▼

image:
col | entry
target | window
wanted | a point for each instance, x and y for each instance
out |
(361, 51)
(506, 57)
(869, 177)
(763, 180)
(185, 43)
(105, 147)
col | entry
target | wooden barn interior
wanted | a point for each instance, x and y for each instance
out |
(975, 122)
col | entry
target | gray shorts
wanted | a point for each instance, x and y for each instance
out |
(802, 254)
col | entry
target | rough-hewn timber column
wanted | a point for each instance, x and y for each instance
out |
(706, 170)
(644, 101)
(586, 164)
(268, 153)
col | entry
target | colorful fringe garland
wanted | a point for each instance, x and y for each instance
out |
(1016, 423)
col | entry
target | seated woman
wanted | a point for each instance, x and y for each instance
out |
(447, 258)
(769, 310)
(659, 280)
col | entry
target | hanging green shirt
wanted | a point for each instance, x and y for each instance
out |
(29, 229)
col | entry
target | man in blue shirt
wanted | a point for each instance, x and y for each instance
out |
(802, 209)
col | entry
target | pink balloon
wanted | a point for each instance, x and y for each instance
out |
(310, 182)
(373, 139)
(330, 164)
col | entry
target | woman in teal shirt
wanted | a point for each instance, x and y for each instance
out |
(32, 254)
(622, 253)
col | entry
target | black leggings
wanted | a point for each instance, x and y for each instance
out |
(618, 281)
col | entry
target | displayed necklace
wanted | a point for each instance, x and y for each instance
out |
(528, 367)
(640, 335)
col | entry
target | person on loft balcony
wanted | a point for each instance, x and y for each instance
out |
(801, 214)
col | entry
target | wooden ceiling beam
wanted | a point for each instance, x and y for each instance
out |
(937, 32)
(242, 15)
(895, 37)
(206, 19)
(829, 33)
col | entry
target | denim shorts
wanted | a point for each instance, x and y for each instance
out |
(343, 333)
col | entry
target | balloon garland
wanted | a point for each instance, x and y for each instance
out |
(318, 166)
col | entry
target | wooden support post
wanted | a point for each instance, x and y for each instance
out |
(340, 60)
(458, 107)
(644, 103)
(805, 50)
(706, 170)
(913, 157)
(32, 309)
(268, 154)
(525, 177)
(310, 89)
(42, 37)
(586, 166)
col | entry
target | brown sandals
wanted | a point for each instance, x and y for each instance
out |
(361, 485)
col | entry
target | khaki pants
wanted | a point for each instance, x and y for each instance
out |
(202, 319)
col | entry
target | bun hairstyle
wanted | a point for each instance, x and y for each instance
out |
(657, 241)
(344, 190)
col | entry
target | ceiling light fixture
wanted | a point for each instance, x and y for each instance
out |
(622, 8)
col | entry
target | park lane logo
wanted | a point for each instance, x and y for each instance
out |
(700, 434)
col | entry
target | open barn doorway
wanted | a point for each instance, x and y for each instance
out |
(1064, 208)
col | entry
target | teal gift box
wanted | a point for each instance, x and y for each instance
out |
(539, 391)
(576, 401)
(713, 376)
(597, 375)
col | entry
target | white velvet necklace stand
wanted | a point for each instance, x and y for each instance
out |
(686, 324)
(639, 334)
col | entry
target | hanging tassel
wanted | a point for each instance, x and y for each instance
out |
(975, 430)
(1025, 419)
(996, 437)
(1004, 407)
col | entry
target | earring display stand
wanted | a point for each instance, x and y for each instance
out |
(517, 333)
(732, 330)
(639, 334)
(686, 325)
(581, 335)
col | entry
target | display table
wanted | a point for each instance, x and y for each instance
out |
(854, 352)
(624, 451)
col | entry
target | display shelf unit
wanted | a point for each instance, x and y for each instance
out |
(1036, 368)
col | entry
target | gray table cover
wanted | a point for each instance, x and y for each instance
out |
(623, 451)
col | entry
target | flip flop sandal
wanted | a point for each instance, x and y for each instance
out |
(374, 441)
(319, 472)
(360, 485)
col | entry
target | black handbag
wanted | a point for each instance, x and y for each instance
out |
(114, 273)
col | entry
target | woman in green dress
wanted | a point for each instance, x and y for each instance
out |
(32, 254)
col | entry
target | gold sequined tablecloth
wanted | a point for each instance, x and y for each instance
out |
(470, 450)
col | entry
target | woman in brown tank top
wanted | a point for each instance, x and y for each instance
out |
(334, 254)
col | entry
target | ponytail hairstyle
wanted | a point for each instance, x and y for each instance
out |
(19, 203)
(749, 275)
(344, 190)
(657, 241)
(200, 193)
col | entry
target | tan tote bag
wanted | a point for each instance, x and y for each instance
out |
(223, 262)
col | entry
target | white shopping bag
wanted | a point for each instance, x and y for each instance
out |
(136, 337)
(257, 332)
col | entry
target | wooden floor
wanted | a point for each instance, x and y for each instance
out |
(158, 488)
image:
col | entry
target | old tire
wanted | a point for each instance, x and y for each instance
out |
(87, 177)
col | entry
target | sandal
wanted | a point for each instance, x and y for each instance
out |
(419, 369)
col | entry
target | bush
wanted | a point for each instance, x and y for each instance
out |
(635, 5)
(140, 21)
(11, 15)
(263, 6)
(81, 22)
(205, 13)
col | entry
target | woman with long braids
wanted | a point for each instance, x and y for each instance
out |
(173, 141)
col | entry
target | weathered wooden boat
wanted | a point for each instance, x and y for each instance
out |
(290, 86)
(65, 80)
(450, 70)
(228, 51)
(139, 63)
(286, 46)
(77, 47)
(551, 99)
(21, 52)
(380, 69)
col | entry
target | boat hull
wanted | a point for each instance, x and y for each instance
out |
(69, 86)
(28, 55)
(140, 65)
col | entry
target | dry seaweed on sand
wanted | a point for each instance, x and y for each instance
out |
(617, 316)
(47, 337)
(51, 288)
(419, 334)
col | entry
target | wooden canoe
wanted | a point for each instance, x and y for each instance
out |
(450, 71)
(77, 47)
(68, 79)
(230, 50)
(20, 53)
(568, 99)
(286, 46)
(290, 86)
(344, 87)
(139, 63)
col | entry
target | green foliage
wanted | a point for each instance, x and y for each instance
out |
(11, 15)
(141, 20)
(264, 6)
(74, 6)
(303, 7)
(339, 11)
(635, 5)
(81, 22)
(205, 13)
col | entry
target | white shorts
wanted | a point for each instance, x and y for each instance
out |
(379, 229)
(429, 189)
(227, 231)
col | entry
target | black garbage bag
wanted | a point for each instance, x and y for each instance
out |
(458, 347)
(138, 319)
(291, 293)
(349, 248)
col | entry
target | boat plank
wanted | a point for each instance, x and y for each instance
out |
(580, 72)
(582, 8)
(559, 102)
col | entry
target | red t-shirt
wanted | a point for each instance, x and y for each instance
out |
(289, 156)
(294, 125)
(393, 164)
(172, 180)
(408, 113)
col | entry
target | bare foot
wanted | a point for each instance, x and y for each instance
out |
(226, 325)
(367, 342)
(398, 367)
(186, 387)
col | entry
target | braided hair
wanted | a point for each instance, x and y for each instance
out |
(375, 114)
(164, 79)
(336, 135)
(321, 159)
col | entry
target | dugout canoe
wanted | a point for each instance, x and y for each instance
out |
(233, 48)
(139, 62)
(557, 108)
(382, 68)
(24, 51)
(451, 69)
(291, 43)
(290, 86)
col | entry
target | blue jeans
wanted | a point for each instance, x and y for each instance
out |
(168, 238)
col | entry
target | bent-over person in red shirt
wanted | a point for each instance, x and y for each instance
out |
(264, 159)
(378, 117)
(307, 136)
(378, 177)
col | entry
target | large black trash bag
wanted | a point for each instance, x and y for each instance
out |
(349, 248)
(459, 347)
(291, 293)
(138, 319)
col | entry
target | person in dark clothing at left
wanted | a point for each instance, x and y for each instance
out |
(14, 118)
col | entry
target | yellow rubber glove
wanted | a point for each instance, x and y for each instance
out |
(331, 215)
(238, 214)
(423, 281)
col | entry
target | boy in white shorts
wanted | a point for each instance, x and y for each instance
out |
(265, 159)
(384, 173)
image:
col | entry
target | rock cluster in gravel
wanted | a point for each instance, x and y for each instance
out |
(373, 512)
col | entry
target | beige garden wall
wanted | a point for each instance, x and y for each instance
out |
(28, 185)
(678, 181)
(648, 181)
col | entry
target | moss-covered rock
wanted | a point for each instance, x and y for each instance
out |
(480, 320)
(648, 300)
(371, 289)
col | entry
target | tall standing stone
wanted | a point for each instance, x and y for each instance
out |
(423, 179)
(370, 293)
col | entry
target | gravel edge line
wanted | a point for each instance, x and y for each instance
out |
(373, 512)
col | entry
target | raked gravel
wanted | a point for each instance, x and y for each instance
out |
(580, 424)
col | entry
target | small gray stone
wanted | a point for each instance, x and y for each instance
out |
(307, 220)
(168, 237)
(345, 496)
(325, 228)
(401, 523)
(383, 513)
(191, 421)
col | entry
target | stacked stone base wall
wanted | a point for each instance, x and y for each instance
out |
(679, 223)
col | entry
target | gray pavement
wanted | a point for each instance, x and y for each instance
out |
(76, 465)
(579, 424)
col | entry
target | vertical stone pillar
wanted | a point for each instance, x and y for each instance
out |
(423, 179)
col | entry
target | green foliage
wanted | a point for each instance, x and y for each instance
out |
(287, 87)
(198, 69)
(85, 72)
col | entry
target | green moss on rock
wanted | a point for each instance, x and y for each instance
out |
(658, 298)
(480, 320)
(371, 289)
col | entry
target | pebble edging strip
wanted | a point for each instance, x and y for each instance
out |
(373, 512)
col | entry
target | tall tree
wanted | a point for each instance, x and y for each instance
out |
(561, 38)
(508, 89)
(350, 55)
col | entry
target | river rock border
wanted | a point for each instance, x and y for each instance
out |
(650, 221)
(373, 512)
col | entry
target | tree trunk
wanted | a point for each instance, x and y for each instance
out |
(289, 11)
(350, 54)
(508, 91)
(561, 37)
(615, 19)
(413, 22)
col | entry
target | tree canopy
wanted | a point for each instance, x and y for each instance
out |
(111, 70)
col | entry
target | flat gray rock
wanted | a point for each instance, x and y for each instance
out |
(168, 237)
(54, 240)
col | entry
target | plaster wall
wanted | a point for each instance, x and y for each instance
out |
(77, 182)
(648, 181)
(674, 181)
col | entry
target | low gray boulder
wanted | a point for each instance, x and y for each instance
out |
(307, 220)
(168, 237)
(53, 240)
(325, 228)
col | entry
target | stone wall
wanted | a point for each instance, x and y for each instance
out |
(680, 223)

▲

### Problem
Show every line of the data that contains the string "black".

### Solution to this problem
target | black leggings
target | black handbag
target | black garbage bag
target | large black trash bag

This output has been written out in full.